+++ PAGINA

# idem con patate



## beloli

Ciao a tutti!
Non so se è la domanda giusta per questo forum... Ma sono giorni che mi interrogo su questa forma "idem con patate"... QUalcuno sa da dove possa derivare?
grazie!
Beloli


----------



## BolleBlu

Ciao Beloli!
Secondo me questa espressione viene da... un'ordinazione al ristorante...
Mi spiego, mi fa venire in mente una situazione di questo tipo: due persone sono al ristorante, la prima ordina l'arrosto, la seconda ordina l'arrosto con patate, ricorrendo a questa espressione. Non saprei dire però da dove sia stata presa e come sia diventata così diffusa; possibile un film o un libro? 
Questa è la mia interpretazione, magari del tutto errata... aspetto rinforzi! (o severe smentite ).
Ciao,
BB.


----------



## Sicanius

Scusate, l'espressione mi suona familiare... ma in realtà io non la uso... potreste innanzitutto definire quando e con quale significato si usa? E' semplicemente un rafforzativo di _idem_?

S.


----------



## danalto

Esatto, è un modo scherzoso per dire "la stessa cosa".


----------



## beloli

sì, è un rafforzativo di idem... ma mi chiedevo chi ci ha appicicato "con patate" e perchè...


----------



## Sicanius

Ipotesi:
- potrebbe essere semplicemente che si faccia riferimento al fatto che le patate sono un tipico contorno per secondi piatti, e quindi al ristorante si ordina spesso_ X con patate_... Quindi _idem con patate_ sarebbe _idem_ con qualcosa in più (per rafforzare)...
Avrebbe senso??!!


----------



## Necsus

Ho trovato questa spiegazione, che mi sembra tutto sommato plausibile:

La patata è sempre stata accolta in Europa, sin dal suo arrivo dalle Americhe, con estrema diffidenza. Prima si pensava fosse velenosa, forse per il suo aspetto poco accattivante; poi che fosse cattiva da mangiare (quei furbastri dei nostri antenati all’inizio la mangiavano cruda…) Poi finalmente ebbe giustizia; ma dato che coltivarla e acquistarla costava poco rispetto ad altre verdurine più sfiziose, mantenne come “simbolo” una connotazione dispregiativa. Pensate a _spirito di patata, sacco di patate_ tutti scherzosi modi di dire poco gentili. "_Idem con patate"_ ha origine dagli ordini nelle trattorie (soprattutto germaniche) da poco prezzo, che solitamente servivano un solo piatto; un commensale ordinava un piatto, l’altro, spiritoso, lo stesso (_idem_), ma aggiungendo un contorno semplicissimo, diffusissimo e praticamente gratuito: le patate, appunto.

++++++
+++ MATERIALE FORNITO

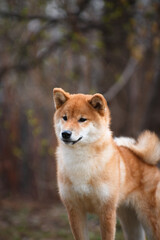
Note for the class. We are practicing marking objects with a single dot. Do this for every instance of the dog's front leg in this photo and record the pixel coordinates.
(108, 222)
(78, 223)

++++++

IL COMPITO:
Come prosegue la discussione sull'origine di «idem con patate» dopo l'ultimo messaggio? Scrivine il seguito.

ECCO LA RISPOSTA:
----------



## beloli

Grazie!
mi avete tolto un pensiero


----------



## Necsus

Basta chiedere...


----------



## danalto

Prego.
Con patate. 
('giorno, Fra)


----------



## itka

Capisco molto bene la spiegazione... ma non la domanda !

Mi potreste dire in quale situazione usate quest'espressione ? 

idem : è la parola latina, usata anche in francese, ma... cosa vengono a fare le patate qui' ?


----------



## Ottavio Amato

Ciao a tutti,
"Idem con patate" deriva da una storiella divertente che si raccontava tanti anni fa.

Una famiglia povera e analfabeta va per la prima volta al ristorante. Per non far capire che non sanno leggere, ascoltano cosa ordinano i signori del tavolo accanto: lui ordina del pollo e sua moglie, che vuole ordinare lo stesso, dice "idem". 
Sentendo "idem" e vedendo che arriva del pollo, il capofamiglia ordina "idem con patate". Tutto qui.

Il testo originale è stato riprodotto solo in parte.